- _Bacaan_

Kamis, 05 Maret 2009

Pesantren Awal Bangkitnya Moral Pendidikan

PESANTREN merupakan lembaga pendidikan yang unik, tidak saja karena keberadaannya yang sudah sangat lama, tetapi juga karena kultur, metode, dan jaringan yang diterapkan oleh lembaga agama tersebut. Karena keunikannya, C. Geertz menyebutnya sebagai subkultur masyarakat Indonesia (khususnya Jawa). Pada zaman penjajahan, pesantren menjadi basis perjuangan kaum nasionalis-pribumi. Banyak perlawanan terhadap kaum kolonial yang berbasis pada dunia pesantren.
Pesantren sebagai tempat pendidikan agama memiliki basis sosial yang jelas karena keberadaannya menyatu dengan masyarakat. Ketika lembaga-lembaga sosial yang lain belum berjalan secara fungsional, pesantren menjadi pusat aktivitas sosial masyarakat, mulai dari yang belajar agama, bela diri, mengobati orang sakit, konsultasi pertanian, mencari jodoh, sampai pada menyusun perlawanan terhadap kaum penjajah. Semua itu dilakukan di sebuah pesantren yang dipimpin oleh seorang kiai.

- _Yang Dikerjakan_
a) Jawablah pertanyaan berikut berdasarkan bacaan tentang pesantren.
(i) Siapa yang menyebut pesantren sebagai subkultur masyarakat Indonesia?
(ii) Pada zaman penjajahan, pesantren menjadi basis perjuangan kaum apa?
(iii) Oleh siapa sebuah pesantren dipimpin?
b) Tulislah ulang dengan persis bagian bacaan tentang pesantren yang diawali kata-kata "Kamis, 05 Maret" dan berhenti setelah kata-kata "pada dunia pesantren.".
c) Apakah setiap pernyataan berikut sesuai dengan bacaan tentang pesantren? Jawab ya atau tidak dan kutip kata-kata bacaan yang menentukannya.
(i) Pesantren adalah lembaga yang baru berdiri belakangan ini.
(ii) Orang dapat berkonsultasi tentang pertanian di pesantren.
(iii) Keberadaan pesantren terpisah dari masyarakat.

- _Butir dataset_
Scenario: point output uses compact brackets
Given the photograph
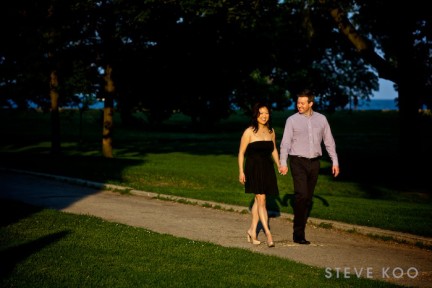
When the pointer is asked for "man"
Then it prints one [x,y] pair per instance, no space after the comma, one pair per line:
[301,142]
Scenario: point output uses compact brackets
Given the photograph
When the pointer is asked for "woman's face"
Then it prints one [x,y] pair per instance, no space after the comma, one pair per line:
[263,116]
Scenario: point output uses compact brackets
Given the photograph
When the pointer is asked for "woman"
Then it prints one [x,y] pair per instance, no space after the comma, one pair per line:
[256,158]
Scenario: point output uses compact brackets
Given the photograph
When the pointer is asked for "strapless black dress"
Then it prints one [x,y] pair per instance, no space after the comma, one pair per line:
[259,169]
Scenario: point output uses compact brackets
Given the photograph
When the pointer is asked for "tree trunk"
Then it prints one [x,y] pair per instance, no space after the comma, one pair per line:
[55,115]
[107,149]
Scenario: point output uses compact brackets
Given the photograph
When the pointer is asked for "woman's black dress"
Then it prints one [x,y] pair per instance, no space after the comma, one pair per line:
[259,169]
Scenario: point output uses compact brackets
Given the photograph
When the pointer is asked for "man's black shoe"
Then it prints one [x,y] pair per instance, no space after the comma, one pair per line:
[302,241]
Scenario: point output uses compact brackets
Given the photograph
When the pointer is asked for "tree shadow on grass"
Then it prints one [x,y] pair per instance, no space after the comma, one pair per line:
[12,212]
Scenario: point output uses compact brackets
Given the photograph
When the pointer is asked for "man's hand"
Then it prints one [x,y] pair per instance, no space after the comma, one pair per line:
[335,171]
[283,170]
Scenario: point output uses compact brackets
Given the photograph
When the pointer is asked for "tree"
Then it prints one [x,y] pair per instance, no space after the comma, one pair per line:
[402,33]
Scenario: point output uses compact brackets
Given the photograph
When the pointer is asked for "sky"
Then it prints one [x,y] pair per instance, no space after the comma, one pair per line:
[386,90]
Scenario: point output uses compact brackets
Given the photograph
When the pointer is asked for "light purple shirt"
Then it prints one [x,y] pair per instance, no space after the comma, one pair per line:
[303,136]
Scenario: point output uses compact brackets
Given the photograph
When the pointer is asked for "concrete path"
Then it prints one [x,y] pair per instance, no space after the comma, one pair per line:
[338,250]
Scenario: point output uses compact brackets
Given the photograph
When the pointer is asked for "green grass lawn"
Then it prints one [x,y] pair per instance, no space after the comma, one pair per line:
[373,189]
[47,248]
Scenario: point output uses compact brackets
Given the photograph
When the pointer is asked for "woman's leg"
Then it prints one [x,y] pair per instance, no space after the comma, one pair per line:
[252,232]
[260,200]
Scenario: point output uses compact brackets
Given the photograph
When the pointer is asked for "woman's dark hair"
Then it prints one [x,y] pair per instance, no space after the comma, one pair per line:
[255,115]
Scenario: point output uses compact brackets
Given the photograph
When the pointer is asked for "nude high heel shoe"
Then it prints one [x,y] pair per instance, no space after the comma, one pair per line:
[271,243]
[251,239]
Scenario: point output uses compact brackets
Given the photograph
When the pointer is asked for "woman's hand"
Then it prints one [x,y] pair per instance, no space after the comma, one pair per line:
[242,178]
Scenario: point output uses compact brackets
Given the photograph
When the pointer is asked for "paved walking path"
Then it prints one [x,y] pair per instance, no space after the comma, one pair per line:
[341,252]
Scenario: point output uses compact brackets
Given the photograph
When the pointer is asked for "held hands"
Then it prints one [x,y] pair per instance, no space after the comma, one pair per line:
[283,170]
[242,178]
[335,171]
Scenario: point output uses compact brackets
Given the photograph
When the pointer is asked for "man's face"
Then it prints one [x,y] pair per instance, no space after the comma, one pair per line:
[303,106]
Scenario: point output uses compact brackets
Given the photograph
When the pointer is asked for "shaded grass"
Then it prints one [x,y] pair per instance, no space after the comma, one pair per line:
[175,159]
[48,248]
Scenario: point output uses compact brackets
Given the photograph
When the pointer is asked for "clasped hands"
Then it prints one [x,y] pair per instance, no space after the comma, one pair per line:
[283,170]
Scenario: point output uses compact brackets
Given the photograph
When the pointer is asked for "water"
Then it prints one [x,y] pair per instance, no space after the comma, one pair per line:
[376,104]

- _Jawaban Berurutan_
a)
(i) C. Geertz
(ii) Kaum nasionalis-pribumi
(iii) Seorang kiai

b)
Kamis, 05 Maret 2009

Pesantren Awal Bangkitnya Moral Pendidikan

PESANTREN merupakan lembaga pendidikan yang unik, tidak saja karena keberadaannya yang sudah sangat lama, tetapi juga karena kultur, metode, dan jaringan yang diterapkan oleh lembaga agama tersebut. Karena keunikannya, C. Geertz menyebutnya sebagai subkultur masyarakat Indonesia (khususnya Jawa). Pada zaman penjajahan, pesantren menjadi basis perjuangan kaum nasionalis-pribumi. Banyak perlawanan terhadap kaum kolonial yang berbasis pada dunia pesantren.

c)
(i) Tidak: "keberadaannya yang sudah sangat lama"
(ii) Ya: "konsultasi pertanian"
(iii) Tidak: "keberadaannya menyatu dengan masyarakat"